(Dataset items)
+===+

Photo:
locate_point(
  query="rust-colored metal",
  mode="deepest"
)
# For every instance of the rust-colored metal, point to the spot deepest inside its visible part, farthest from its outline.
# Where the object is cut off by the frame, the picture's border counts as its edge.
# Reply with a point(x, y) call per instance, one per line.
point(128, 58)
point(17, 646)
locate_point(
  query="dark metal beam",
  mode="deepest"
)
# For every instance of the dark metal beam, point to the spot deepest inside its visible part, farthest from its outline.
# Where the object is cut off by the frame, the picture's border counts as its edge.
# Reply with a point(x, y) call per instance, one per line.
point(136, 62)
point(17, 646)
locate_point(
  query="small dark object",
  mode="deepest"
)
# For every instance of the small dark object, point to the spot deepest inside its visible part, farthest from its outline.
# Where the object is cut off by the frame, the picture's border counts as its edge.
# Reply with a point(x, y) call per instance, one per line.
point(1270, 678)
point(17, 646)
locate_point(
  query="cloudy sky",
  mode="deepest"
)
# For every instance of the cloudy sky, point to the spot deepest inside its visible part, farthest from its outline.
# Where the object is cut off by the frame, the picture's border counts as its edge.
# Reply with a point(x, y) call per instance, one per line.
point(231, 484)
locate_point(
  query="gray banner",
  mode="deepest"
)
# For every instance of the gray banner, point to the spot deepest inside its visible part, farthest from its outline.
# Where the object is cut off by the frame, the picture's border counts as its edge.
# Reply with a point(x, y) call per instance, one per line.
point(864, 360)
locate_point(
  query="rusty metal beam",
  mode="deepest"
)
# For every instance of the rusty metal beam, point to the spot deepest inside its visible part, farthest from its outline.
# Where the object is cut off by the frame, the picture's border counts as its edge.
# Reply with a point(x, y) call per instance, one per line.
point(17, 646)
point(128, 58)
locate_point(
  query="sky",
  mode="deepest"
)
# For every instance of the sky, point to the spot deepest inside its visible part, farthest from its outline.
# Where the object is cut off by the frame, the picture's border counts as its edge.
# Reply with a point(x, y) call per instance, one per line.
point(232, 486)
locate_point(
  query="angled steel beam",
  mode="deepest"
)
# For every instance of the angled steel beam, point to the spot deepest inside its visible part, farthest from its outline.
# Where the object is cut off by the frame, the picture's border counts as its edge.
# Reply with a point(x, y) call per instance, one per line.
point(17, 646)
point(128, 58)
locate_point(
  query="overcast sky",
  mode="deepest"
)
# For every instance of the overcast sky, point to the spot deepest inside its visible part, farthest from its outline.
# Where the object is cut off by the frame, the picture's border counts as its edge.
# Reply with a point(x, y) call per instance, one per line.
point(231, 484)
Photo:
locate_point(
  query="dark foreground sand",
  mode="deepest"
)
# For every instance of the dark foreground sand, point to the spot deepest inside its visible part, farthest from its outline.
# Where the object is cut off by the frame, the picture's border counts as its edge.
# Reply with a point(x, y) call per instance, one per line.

+===+

Your assignment:
Check each line above for the word "beam", and copy the lines where it appears.

Task answer:
  query="dark metal beam",
# For every instance of the dark metal beam, point to the spot deepest inside its visible part, farthest from its outline.
  query="rusty metal beam",
# For every instance of the rusty metal beam, point to the spot deepest inside its visible part, farthest from its outline.
  query="angled steel beam",
# For every instance of the angled steel beam, point to the spot deepest inside its visible part, farthest from its outline.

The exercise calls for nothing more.